▶ **Exercise goal**
Transcribe the records exactly from the line with "Target phrase = grazing sheep" to the end, both included.

▶ **Entries shown**
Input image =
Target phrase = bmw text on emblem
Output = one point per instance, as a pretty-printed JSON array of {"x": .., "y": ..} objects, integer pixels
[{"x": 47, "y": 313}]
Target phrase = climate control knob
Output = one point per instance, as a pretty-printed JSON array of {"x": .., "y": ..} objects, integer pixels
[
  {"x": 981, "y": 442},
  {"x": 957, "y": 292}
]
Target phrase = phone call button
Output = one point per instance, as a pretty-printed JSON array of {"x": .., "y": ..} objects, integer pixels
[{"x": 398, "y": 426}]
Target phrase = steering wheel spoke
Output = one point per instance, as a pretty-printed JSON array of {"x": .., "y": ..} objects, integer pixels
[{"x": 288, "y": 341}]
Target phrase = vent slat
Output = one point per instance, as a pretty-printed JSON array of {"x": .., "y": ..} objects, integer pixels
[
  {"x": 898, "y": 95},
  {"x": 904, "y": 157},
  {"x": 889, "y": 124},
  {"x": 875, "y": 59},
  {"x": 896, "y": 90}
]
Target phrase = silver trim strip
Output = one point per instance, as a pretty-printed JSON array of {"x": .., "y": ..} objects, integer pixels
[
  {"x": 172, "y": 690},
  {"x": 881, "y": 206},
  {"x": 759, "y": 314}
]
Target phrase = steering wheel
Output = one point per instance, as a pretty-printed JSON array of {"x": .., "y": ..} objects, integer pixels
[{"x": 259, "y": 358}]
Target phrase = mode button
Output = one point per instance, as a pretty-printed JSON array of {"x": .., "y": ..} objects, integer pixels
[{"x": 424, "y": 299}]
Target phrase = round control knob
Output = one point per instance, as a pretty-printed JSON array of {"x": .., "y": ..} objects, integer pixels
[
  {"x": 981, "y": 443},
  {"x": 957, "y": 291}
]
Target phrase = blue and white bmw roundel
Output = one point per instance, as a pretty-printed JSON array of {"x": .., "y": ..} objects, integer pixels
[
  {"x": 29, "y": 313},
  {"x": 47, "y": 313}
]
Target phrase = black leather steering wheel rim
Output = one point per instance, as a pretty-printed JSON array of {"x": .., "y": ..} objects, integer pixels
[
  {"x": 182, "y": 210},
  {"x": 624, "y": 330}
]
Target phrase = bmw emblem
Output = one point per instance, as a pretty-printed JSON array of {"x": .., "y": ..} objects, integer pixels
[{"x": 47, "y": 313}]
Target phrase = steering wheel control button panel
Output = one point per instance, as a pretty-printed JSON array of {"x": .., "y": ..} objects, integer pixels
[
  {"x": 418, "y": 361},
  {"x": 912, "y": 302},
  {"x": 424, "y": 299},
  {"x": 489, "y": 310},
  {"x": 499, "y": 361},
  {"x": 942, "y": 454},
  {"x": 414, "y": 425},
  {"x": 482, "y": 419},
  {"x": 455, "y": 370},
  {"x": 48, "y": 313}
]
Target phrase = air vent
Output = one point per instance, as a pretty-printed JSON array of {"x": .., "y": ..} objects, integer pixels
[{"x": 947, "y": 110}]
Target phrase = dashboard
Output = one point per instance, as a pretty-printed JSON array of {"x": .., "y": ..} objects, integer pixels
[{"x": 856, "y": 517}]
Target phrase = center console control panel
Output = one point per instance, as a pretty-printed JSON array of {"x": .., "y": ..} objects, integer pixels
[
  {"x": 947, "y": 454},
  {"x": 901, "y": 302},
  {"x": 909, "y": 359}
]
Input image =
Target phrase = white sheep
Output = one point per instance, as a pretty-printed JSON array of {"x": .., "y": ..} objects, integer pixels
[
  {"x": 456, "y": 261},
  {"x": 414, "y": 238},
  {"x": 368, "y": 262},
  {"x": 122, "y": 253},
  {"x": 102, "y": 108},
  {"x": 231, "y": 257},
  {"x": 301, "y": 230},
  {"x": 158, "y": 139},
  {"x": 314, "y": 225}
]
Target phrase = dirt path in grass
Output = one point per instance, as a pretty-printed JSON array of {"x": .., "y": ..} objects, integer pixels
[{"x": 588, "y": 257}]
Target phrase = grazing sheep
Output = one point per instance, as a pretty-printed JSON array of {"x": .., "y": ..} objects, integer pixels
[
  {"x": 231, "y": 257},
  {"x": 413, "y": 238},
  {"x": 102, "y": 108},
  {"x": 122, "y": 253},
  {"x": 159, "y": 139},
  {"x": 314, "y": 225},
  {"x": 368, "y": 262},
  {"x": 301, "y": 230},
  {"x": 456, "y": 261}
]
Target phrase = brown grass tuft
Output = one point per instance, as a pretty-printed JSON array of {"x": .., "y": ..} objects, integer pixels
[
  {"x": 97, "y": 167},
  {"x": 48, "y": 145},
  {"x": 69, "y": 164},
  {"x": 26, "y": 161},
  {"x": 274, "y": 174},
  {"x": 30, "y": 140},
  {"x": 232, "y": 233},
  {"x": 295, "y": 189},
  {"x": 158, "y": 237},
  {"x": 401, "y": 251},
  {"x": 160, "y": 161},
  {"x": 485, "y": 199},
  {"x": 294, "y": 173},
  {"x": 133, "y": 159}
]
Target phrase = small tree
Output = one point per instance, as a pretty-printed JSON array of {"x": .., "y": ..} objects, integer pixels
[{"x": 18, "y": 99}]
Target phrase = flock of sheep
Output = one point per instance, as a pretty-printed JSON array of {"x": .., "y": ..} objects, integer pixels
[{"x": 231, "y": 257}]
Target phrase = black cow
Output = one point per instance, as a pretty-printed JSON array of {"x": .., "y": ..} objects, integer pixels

▶ **Exercise answer**
Target phrase = grazing sheep
Output = one point per instance, as a pretty-printed JSON array of {"x": .., "y": ..} objects, integer pixels
[
  {"x": 231, "y": 257},
  {"x": 413, "y": 238},
  {"x": 102, "y": 108},
  {"x": 122, "y": 253},
  {"x": 159, "y": 139},
  {"x": 314, "y": 225},
  {"x": 368, "y": 262},
  {"x": 301, "y": 230},
  {"x": 456, "y": 261}
]
Target phrase = brown grass tuft
Output = one point per instance, as a pretty-printed JSON array of {"x": .., "y": ..} objects, integer pixels
[
  {"x": 97, "y": 167},
  {"x": 48, "y": 145},
  {"x": 69, "y": 164},
  {"x": 26, "y": 161},
  {"x": 274, "y": 174},
  {"x": 30, "y": 140},
  {"x": 232, "y": 233},
  {"x": 295, "y": 189},
  {"x": 158, "y": 237},
  {"x": 401, "y": 251},
  {"x": 160, "y": 161},
  {"x": 485, "y": 199},
  {"x": 294, "y": 173},
  {"x": 133, "y": 159}
]
Target phrase = small tree
Output = one point per instance, as a pretty-printed JSON array of {"x": .., "y": ..} objects, integer pixels
[{"x": 18, "y": 99}]
Target phrase = flock of sheep
Output = one point per instance, as a pretty-printed JSON array of {"x": .., "y": ..} objects, integer pixels
[{"x": 231, "y": 257}]
Target phrase = black cow
Output = one point per instance, as a pretty-printed JSON array of {"x": .., "y": ..} objects, integer pixels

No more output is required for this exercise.